Print every line of the items below verbatim, with no changes.
## start Data lines
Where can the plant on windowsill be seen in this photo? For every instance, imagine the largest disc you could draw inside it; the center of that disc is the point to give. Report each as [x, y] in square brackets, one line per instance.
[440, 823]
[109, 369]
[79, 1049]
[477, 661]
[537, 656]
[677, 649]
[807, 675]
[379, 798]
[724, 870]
## end Data lines
-- Correct result --
Where can the plant on windowsill be seen in this photo? For every instance, imagine the largest disc you could draw inside it; the center of that disc is the point to give. Report each as [x, y] in square brackets, one line per instance.
[440, 823]
[109, 369]
[79, 1049]
[477, 661]
[537, 656]
[677, 649]
[807, 675]
[379, 798]
[724, 870]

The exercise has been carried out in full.